(Image point grounding data)
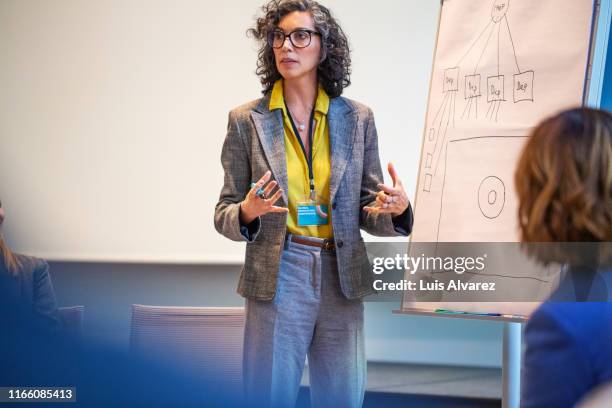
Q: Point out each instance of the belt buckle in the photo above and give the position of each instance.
(328, 245)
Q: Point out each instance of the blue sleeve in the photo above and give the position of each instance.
(556, 371)
(44, 305)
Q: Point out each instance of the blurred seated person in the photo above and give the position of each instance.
(26, 291)
(564, 186)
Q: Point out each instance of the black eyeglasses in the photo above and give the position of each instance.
(299, 38)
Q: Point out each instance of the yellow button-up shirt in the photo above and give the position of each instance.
(297, 166)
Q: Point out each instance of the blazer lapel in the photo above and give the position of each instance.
(269, 125)
(342, 120)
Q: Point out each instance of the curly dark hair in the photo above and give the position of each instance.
(564, 187)
(334, 69)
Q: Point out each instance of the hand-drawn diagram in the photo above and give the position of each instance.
(471, 64)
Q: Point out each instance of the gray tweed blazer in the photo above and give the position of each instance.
(255, 144)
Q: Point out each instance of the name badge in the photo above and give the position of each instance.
(312, 213)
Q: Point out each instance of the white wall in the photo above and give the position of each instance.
(112, 116)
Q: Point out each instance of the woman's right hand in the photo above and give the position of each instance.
(254, 206)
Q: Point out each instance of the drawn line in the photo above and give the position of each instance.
(470, 110)
(512, 42)
(489, 110)
(482, 137)
(442, 146)
(438, 130)
(442, 196)
(484, 49)
(498, 35)
(474, 43)
(496, 112)
(441, 105)
(454, 105)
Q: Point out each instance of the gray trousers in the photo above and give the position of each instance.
(309, 316)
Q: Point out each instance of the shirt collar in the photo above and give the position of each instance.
(277, 101)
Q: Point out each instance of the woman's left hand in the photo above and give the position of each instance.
(390, 200)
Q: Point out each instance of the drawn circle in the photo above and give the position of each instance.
(491, 196)
(499, 10)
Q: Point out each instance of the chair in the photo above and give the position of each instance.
(205, 340)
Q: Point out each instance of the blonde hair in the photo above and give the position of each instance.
(11, 261)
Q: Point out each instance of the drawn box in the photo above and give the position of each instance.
(523, 86)
(495, 88)
(451, 79)
(472, 86)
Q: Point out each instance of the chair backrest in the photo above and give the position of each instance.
(71, 320)
(206, 340)
(600, 397)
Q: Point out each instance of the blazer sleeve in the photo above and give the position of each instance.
(378, 224)
(236, 184)
(44, 304)
(556, 370)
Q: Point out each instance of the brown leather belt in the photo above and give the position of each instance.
(327, 244)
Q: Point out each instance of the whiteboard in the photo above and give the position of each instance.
(500, 67)
(113, 114)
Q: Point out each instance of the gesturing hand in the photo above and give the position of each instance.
(254, 206)
(391, 200)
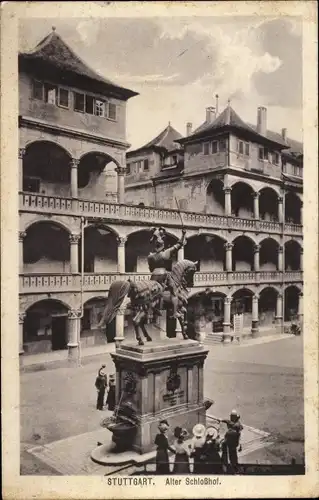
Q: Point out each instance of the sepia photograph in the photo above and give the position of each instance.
(160, 248)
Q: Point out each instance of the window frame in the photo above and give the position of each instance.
(206, 144)
(59, 92)
(74, 98)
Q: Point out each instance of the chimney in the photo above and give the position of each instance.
(262, 120)
(210, 114)
(189, 128)
(284, 134)
(227, 118)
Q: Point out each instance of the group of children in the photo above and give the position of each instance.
(211, 454)
(102, 386)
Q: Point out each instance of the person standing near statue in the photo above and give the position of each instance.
(231, 442)
(100, 385)
(163, 447)
(160, 264)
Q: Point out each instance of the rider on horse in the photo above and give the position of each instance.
(160, 264)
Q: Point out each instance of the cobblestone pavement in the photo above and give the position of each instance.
(263, 381)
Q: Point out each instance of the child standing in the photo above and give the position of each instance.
(181, 463)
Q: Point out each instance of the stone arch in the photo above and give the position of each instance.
(208, 249)
(100, 249)
(293, 251)
(293, 206)
(242, 304)
(268, 254)
(267, 306)
(243, 253)
(242, 200)
(46, 246)
(291, 302)
(45, 326)
(97, 173)
(46, 168)
(215, 197)
(268, 204)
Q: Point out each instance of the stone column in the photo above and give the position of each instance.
(74, 252)
(21, 155)
(121, 254)
(74, 177)
(22, 235)
(280, 209)
(21, 322)
(301, 212)
(279, 312)
(256, 258)
(227, 191)
(229, 256)
(74, 328)
(301, 259)
(256, 205)
(300, 307)
(180, 254)
(119, 326)
(201, 329)
(255, 317)
(178, 330)
(280, 258)
(226, 324)
(120, 184)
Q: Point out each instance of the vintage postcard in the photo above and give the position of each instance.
(159, 177)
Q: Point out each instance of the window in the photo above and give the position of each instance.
(63, 97)
(222, 146)
(89, 104)
(275, 158)
(99, 107)
(31, 184)
(112, 111)
(79, 102)
(50, 93)
(37, 90)
(263, 154)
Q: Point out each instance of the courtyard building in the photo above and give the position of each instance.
(86, 205)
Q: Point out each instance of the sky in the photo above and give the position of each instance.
(179, 64)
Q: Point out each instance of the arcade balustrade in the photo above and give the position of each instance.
(50, 282)
(39, 203)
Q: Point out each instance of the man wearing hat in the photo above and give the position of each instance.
(110, 400)
(100, 384)
(231, 440)
(196, 447)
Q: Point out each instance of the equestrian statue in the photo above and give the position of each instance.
(166, 290)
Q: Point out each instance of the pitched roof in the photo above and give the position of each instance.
(54, 51)
(165, 140)
(229, 118)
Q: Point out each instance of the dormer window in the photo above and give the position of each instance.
(263, 154)
(99, 107)
(243, 148)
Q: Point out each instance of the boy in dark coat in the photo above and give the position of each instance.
(100, 384)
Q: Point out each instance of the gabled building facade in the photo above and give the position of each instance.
(248, 182)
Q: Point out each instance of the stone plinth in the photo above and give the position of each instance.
(161, 380)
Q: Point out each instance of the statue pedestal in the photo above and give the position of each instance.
(161, 380)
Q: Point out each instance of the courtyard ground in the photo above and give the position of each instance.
(264, 382)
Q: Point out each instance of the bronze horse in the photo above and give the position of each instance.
(148, 297)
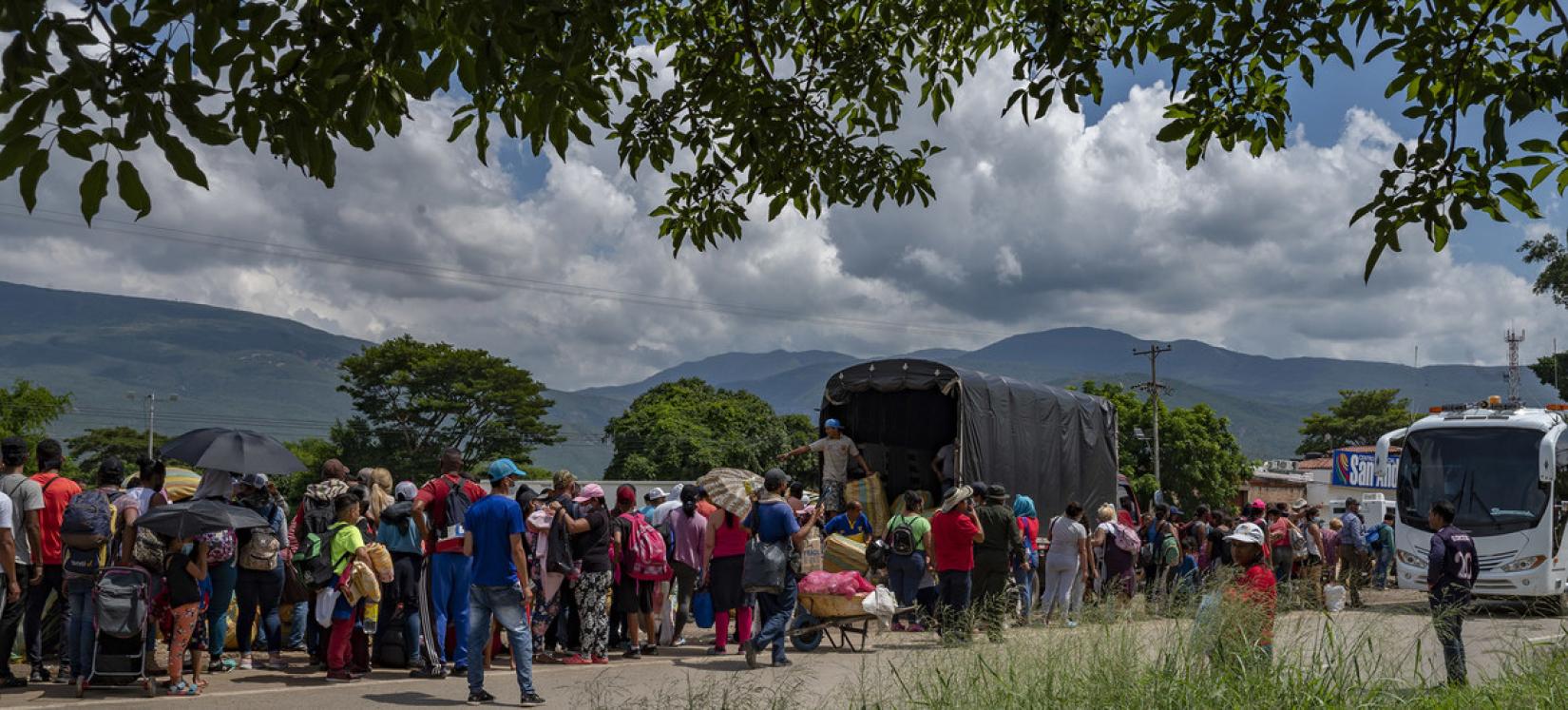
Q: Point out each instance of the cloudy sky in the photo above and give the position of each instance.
(1075, 220)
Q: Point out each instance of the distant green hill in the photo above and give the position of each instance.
(275, 374)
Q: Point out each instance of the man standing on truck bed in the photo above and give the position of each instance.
(836, 451)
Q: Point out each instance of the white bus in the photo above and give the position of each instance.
(1505, 470)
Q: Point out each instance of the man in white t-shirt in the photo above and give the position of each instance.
(836, 451)
(27, 502)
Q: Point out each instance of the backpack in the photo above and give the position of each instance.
(260, 550)
(1126, 540)
(316, 565)
(646, 548)
(86, 530)
(455, 509)
(1297, 540)
(902, 538)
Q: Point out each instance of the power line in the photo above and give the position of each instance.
(469, 277)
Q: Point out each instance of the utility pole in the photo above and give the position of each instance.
(1514, 364)
(1155, 388)
(149, 403)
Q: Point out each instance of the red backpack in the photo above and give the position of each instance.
(648, 550)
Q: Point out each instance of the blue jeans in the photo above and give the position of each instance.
(301, 616)
(259, 591)
(79, 627)
(904, 579)
(449, 584)
(506, 605)
(952, 589)
(223, 579)
(776, 611)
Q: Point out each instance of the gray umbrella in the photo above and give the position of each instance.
(237, 451)
(193, 517)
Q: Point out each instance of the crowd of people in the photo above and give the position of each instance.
(571, 574)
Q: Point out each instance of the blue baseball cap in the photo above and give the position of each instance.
(502, 469)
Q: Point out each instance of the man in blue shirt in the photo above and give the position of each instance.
(499, 577)
(851, 524)
(1353, 552)
(1451, 572)
(774, 521)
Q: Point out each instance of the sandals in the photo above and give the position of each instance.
(182, 688)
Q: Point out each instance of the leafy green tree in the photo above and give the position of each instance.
(27, 410)
(685, 429)
(798, 104)
(417, 398)
(1200, 458)
(93, 446)
(1357, 420)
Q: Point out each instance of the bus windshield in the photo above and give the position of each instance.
(1488, 473)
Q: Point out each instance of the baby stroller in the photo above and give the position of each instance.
(120, 627)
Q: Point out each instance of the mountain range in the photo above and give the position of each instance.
(233, 367)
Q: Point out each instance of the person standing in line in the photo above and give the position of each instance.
(1451, 574)
(501, 585)
(259, 582)
(723, 565)
(27, 505)
(57, 490)
(1066, 562)
(1025, 566)
(347, 547)
(955, 530)
(439, 509)
(994, 557)
(687, 533)
(1382, 550)
(1353, 552)
(400, 536)
(836, 451)
(632, 598)
(591, 543)
(909, 541)
(774, 522)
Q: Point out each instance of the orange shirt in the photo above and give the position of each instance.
(57, 494)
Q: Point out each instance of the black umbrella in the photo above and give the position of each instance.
(193, 517)
(234, 451)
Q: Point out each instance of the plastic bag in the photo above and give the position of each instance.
(703, 608)
(1334, 598)
(325, 603)
(882, 604)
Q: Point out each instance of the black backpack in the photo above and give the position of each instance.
(456, 509)
(902, 538)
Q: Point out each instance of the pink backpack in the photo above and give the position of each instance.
(1126, 540)
(648, 550)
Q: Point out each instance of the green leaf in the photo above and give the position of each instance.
(130, 190)
(31, 171)
(16, 154)
(181, 159)
(94, 185)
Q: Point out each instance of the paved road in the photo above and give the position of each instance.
(687, 678)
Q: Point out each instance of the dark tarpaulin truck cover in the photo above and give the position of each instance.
(1051, 444)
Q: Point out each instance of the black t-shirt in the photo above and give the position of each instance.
(182, 586)
(593, 546)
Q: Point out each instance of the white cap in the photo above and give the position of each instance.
(1247, 533)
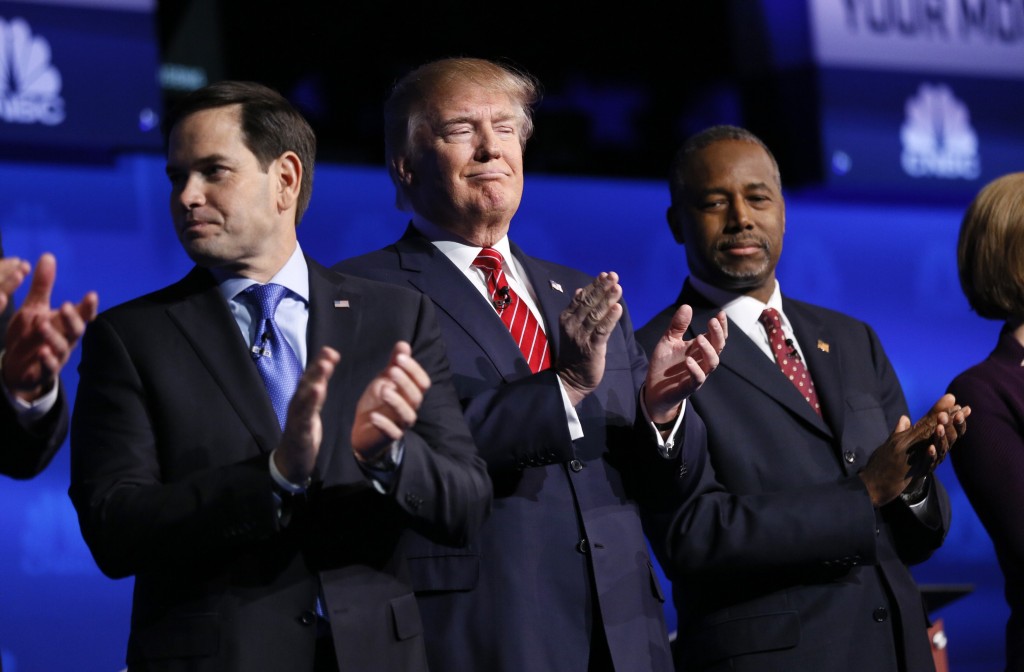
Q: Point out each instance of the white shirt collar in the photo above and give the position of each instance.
(294, 275)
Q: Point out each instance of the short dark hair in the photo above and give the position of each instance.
(990, 249)
(707, 137)
(270, 125)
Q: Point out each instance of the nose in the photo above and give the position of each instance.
(740, 214)
(189, 194)
(487, 147)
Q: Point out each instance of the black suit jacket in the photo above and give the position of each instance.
(792, 568)
(170, 444)
(26, 452)
(564, 543)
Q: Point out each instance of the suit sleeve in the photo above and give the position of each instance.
(26, 452)
(443, 484)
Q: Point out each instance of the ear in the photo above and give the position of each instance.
(402, 169)
(288, 172)
(675, 217)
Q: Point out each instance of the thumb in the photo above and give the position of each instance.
(42, 280)
(680, 322)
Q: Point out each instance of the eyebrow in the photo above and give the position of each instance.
(202, 162)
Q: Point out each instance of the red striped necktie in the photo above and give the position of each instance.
(787, 358)
(514, 312)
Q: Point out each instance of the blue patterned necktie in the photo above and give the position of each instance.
(274, 359)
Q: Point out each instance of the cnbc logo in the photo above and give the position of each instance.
(938, 139)
(30, 85)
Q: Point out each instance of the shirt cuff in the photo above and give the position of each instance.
(285, 484)
(382, 472)
(29, 412)
(571, 417)
(666, 445)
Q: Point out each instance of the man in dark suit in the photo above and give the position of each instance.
(259, 540)
(564, 413)
(802, 564)
(37, 342)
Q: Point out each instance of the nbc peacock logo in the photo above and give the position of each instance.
(30, 85)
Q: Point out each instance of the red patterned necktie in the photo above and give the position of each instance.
(787, 359)
(515, 313)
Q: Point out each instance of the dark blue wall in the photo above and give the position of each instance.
(893, 265)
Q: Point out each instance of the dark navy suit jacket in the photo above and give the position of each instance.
(799, 572)
(564, 541)
(170, 475)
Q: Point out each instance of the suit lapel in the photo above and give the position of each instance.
(745, 360)
(335, 316)
(552, 296)
(816, 343)
(431, 273)
(207, 323)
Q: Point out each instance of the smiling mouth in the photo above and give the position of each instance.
(744, 248)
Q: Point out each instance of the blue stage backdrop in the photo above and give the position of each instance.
(893, 265)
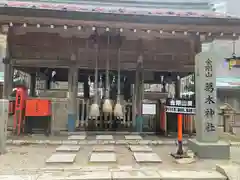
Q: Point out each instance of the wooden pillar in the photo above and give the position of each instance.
(72, 97)
(7, 70)
(33, 85)
(139, 94)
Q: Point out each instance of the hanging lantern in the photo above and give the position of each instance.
(94, 109)
(107, 105)
(118, 110)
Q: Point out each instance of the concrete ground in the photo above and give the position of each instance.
(34, 156)
(30, 158)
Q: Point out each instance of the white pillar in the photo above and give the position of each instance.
(72, 97)
(207, 144)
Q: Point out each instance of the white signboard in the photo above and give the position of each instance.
(180, 110)
(149, 109)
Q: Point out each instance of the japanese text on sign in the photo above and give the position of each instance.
(209, 111)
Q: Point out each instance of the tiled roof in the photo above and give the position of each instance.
(111, 9)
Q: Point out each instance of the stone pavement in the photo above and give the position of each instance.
(103, 153)
(84, 139)
(79, 156)
(120, 175)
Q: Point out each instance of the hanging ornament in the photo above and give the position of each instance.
(118, 110)
(94, 109)
(107, 105)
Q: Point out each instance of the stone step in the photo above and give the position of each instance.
(122, 175)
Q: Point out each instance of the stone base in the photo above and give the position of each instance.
(218, 150)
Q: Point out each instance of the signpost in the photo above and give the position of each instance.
(207, 144)
(180, 107)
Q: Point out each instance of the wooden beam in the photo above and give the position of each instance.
(227, 29)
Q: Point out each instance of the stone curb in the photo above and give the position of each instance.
(91, 142)
(231, 171)
(99, 142)
(146, 174)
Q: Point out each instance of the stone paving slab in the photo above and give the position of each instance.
(77, 137)
(103, 157)
(61, 158)
(146, 157)
(232, 171)
(70, 142)
(133, 137)
(143, 175)
(104, 137)
(191, 175)
(105, 175)
(17, 177)
(68, 148)
(104, 148)
(140, 148)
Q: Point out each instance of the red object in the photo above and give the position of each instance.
(21, 95)
(11, 108)
(38, 107)
(179, 117)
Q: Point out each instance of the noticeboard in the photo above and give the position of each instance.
(149, 109)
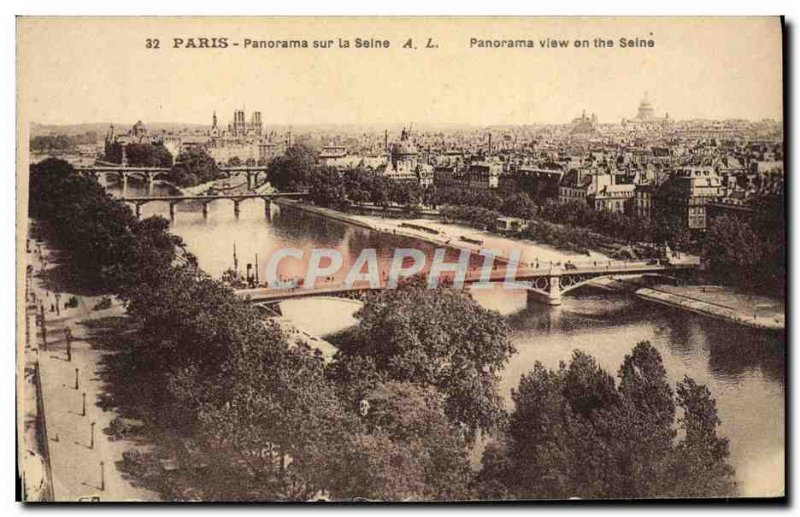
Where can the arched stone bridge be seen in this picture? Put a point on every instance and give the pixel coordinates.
(546, 284)
(138, 202)
(150, 174)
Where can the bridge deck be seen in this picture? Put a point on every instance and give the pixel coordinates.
(210, 197)
(261, 294)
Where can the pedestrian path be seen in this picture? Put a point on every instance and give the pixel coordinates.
(83, 458)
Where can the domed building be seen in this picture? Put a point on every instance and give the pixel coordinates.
(404, 152)
(404, 162)
(646, 111)
(646, 119)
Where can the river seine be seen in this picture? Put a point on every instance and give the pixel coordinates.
(744, 369)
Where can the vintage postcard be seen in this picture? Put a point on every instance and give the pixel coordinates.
(400, 259)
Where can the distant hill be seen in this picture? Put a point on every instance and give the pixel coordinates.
(101, 128)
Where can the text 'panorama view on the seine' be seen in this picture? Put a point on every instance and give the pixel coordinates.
(587, 303)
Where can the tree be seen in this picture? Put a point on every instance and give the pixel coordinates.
(440, 338)
(194, 166)
(519, 205)
(575, 433)
(407, 449)
(327, 187)
(734, 249)
(290, 171)
(148, 155)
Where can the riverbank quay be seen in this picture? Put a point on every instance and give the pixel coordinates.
(83, 455)
(718, 302)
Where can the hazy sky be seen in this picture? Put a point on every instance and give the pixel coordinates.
(74, 70)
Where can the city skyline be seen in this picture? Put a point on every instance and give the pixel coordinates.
(701, 69)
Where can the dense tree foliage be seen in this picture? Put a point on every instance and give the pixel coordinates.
(577, 433)
(750, 251)
(193, 167)
(406, 449)
(105, 245)
(437, 338)
(148, 155)
(61, 142)
(290, 171)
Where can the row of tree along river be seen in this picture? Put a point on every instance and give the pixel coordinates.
(743, 368)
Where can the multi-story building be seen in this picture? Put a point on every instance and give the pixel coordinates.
(686, 193)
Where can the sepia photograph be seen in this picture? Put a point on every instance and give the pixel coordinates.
(400, 259)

Work required –
Lines from the one containing "Where can the city" through the final line of the entries are the only ones to print, and each must match exactly.

Result below –
Where can the city skyline be seen in this picture? Put a point on every instance and give the pixel coordinates.
(701, 69)
Where can the dense tree foliage be seen in this picture? Put a point on every instance and give the pixel coordinates.
(577, 433)
(750, 251)
(193, 167)
(406, 449)
(105, 245)
(437, 338)
(148, 155)
(61, 142)
(290, 171)
Where can the row of tree along river be seen in this picture? Put a point on every instance and give the pixel coordinates.
(743, 368)
Where can the multi-story building be seen in this picture? Put a point on every instance and give the pixel coordinates.
(686, 193)
Where can the sepia photograph be seen in this picture? Put a point on every instance and give the pixel coordinates.
(400, 259)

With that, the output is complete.